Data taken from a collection
-*-*-
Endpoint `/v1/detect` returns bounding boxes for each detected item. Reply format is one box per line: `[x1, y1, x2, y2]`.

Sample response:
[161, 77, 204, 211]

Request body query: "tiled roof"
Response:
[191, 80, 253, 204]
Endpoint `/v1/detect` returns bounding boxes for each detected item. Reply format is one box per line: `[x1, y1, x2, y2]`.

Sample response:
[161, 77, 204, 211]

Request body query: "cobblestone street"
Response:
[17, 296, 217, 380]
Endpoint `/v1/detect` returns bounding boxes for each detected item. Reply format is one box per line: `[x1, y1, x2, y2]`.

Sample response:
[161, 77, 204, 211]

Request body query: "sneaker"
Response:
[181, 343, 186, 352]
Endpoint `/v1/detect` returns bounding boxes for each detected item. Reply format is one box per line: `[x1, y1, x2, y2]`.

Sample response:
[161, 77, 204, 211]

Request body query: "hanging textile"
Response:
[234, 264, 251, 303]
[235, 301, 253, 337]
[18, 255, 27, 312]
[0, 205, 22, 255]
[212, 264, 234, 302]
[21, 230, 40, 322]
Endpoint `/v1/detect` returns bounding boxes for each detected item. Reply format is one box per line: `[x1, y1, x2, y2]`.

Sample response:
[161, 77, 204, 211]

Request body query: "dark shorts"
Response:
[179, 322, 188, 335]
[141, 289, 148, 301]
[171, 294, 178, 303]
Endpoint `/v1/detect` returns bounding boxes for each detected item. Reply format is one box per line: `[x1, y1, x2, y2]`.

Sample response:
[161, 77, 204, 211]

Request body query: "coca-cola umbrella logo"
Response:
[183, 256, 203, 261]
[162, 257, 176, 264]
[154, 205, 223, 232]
-*-*-
** Directive **
How many lines of the listing above contain the string "query"? Case counts. Reply with the number alone.

** Correct output **
6